▶ [GOAL]
Write the items as a two-column CSV with the headers text and answer, one row per item. Start at the line containing "Give every instance of the **utility", go through the end of the items, and put each item's text and its answer in one quoted field each, with line breaks replaced by spaces.

▶ [SUPPLIED DATA]
/---

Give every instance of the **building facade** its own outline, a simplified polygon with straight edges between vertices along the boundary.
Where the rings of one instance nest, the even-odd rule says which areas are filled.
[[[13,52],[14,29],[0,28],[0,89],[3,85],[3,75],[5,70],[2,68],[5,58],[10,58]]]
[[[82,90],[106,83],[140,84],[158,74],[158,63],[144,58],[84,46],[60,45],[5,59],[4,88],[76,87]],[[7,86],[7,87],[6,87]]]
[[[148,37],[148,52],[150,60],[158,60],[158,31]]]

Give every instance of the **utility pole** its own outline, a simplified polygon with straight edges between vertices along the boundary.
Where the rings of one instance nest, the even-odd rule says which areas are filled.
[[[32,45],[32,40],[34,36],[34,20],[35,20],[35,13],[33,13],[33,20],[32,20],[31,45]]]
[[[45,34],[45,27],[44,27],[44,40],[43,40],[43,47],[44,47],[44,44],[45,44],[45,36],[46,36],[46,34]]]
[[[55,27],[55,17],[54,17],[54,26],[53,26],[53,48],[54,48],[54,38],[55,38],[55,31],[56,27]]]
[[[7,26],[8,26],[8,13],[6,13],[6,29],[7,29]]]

\---

▶ [RESULT OF THIS TASK]
text,answer
"Give every instance of the **utility pole** its own outline, a simplified polygon with straight edges between vertices along the boundary. Where the rings of one instance nest, the even-odd rule says which areas are filled.","[[[32,45],[32,40],[34,36],[34,20],[35,20],[35,13],[33,13],[33,20],[32,20],[31,45]]] [[[45,34],[45,27],[44,27],[44,40],[43,40],[43,47],[44,47],[44,44],[45,44],[45,36],[46,36],[46,34]]] [[[55,27],[55,17],[54,17],[54,26],[53,26],[53,48],[54,48],[54,38],[55,38],[55,31],[56,27]]] [[[7,26],[8,26],[8,13],[6,13],[6,29],[7,29]]]"